[Records of labeled boxes]
--- start ---
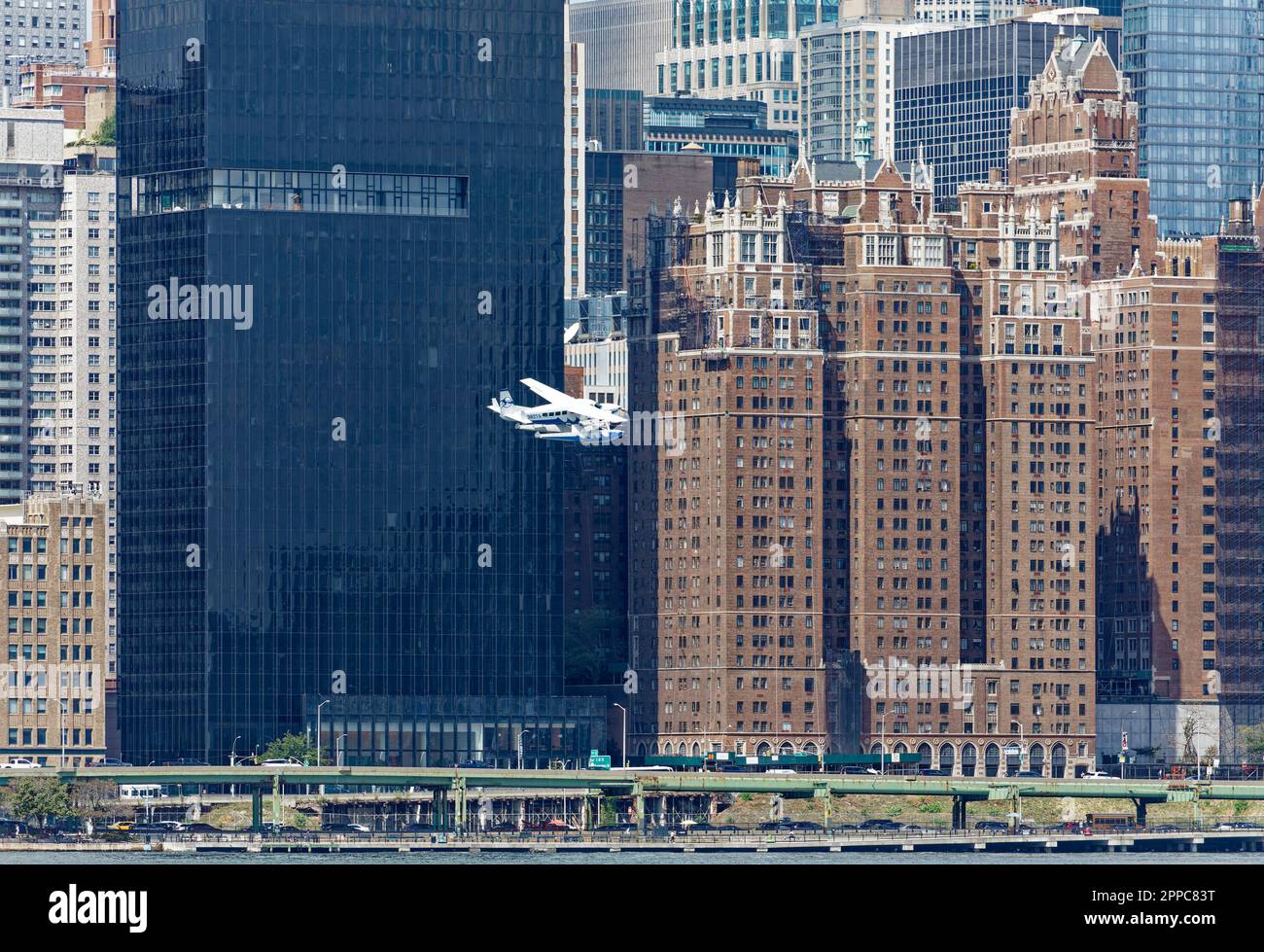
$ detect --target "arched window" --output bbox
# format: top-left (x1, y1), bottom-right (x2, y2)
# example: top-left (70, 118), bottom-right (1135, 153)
top-left (1050, 743), bottom-right (1067, 778)
top-left (1029, 743), bottom-right (1044, 776)
top-left (961, 743), bottom-right (978, 776)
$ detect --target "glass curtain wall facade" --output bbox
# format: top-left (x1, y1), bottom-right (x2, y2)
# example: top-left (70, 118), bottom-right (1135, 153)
top-left (570, 0), bottom-right (671, 95)
top-left (119, 0), bottom-right (582, 762)
top-left (895, 20), bottom-right (1119, 209)
top-left (1122, 0), bottom-right (1264, 235)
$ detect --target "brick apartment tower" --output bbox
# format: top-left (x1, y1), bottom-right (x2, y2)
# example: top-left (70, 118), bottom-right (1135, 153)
top-left (628, 194), bottom-right (829, 756)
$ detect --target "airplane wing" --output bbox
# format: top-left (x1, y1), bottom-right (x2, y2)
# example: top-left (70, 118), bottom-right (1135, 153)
top-left (522, 376), bottom-right (626, 424)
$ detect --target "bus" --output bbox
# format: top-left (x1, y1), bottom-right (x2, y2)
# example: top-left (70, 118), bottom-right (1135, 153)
top-left (119, 784), bottom-right (167, 800)
top-left (1084, 813), bottom-right (1137, 829)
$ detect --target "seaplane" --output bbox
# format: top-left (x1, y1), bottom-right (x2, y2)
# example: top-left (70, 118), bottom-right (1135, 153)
top-left (488, 376), bottom-right (628, 446)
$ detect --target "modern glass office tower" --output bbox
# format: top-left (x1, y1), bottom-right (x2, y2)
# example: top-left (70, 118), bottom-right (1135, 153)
top-left (119, 0), bottom-right (604, 765)
top-left (1122, 0), bottom-right (1264, 235)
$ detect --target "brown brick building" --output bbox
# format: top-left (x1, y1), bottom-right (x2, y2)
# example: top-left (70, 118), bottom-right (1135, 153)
top-left (629, 194), bottom-right (829, 756)
top-left (629, 39), bottom-right (1264, 776)
top-left (0, 496), bottom-right (109, 766)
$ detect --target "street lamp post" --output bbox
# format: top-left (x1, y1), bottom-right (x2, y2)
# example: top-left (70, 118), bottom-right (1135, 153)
top-left (316, 698), bottom-right (329, 766)
top-left (614, 704), bottom-right (628, 768)
top-left (877, 715), bottom-right (886, 776)
top-left (518, 728), bottom-right (531, 770)
top-left (228, 734), bottom-right (241, 796)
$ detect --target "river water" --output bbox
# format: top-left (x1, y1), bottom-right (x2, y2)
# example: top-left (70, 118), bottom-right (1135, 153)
top-left (0, 852), bottom-right (1264, 866)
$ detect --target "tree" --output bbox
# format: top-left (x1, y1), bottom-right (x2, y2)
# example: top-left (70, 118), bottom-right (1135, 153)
top-left (563, 608), bottom-right (627, 684)
top-left (12, 776), bottom-right (77, 827)
top-left (70, 780), bottom-right (119, 822)
top-left (256, 733), bottom-right (316, 763)
top-left (88, 113), bottom-right (118, 146)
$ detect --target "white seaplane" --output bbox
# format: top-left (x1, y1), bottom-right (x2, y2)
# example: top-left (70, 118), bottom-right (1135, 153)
top-left (488, 376), bottom-right (628, 446)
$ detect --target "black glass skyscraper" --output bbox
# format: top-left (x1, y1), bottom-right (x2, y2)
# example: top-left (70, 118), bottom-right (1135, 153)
top-left (119, 0), bottom-right (599, 763)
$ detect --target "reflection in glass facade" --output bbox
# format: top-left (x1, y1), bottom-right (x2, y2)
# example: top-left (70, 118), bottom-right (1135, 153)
top-left (119, 0), bottom-right (599, 763)
top-left (895, 20), bottom-right (1119, 209)
top-left (1122, 0), bottom-right (1264, 234)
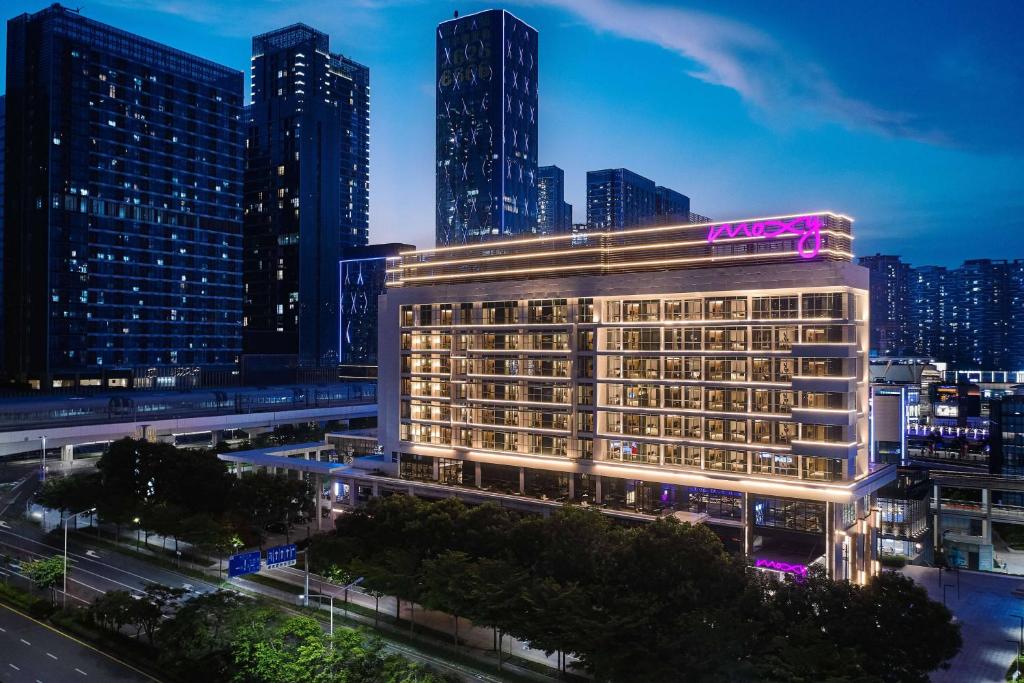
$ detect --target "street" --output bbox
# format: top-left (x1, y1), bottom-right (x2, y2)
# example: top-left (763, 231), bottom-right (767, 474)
top-left (0, 519), bottom-right (216, 602)
top-left (0, 604), bottom-right (156, 683)
top-left (902, 566), bottom-right (1024, 683)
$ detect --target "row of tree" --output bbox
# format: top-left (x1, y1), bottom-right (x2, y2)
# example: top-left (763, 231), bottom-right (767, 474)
top-left (310, 496), bottom-right (961, 681)
top-left (37, 438), bottom-right (314, 553)
top-left (87, 584), bottom-right (445, 683)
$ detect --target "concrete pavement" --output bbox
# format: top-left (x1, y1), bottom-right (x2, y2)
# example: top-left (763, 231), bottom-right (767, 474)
top-left (902, 566), bottom-right (1024, 683)
top-left (0, 604), bottom-right (157, 683)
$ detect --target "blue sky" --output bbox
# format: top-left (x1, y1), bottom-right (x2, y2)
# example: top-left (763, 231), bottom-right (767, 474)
top-left (0, 0), bottom-right (1024, 265)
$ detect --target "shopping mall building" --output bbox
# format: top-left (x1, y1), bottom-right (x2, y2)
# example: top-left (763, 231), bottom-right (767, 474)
top-left (378, 212), bottom-right (896, 582)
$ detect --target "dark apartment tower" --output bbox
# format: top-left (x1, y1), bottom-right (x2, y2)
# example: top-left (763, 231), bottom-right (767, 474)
top-left (537, 166), bottom-right (572, 234)
top-left (952, 259), bottom-right (1024, 370)
top-left (245, 24), bottom-right (370, 367)
top-left (435, 9), bottom-right (538, 247)
top-left (654, 185), bottom-right (690, 225)
top-left (858, 254), bottom-right (910, 356)
top-left (587, 168), bottom-right (656, 230)
top-left (906, 265), bottom-right (953, 362)
top-left (4, 4), bottom-right (245, 387)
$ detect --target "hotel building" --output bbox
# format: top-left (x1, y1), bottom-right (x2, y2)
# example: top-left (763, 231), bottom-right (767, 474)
top-left (379, 213), bottom-right (896, 582)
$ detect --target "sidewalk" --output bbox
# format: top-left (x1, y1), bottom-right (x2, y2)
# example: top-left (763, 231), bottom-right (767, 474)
top-left (902, 565), bottom-right (1024, 683)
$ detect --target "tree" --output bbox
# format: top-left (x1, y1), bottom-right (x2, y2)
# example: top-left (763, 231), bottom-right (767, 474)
top-left (22, 555), bottom-right (63, 602)
top-left (89, 591), bottom-right (136, 632)
top-left (156, 591), bottom-right (282, 681)
top-left (423, 551), bottom-right (475, 647)
top-left (36, 473), bottom-right (101, 517)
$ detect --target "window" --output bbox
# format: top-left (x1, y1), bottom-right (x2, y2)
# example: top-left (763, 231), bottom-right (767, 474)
top-left (804, 292), bottom-right (844, 317)
top-left (623, 299), bottom-right (662, 323)
top-left (752, 295), bottom-right (800, 321)
top-left (577, 298), bottom-right (594, 323)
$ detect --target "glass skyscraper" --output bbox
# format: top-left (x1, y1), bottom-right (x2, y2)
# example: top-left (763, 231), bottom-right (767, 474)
top-left (338, 243), bottom-right (416, 366)
top-left (4, 4), bottom-right (245, 387)
top-left (435, 9), bottom-right (538, 247)
top-left (654, 185), bottom-right (690, 225)
top-left (245, 24), bottom-right (370, 366)
top-left (537, 166), bottom-right (572, 234)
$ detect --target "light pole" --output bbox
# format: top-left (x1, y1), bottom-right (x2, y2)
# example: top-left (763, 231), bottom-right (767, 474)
--- end ---
### What the exercise asks
Present everything from the start of the data down to and including the line that contains "top-left (961, 743), bottom-right (978, 776)" as a numbered list with blank lines omitted. Leave the pictures out.

### Written answer
1. $ detect --target "arched window" --output bbox
2. # format: top-left (x1, y1), bottom-right (x2, y2)
3. # example: top-left (70, 118), bottom-right (1135, 153)
4. top-left (1050, 743), bottom-right (1067, 778)
5. top-left (1029, 743), bottom-right (1044, 776)
6. top-left (961, 743), bottom-right (978, 776)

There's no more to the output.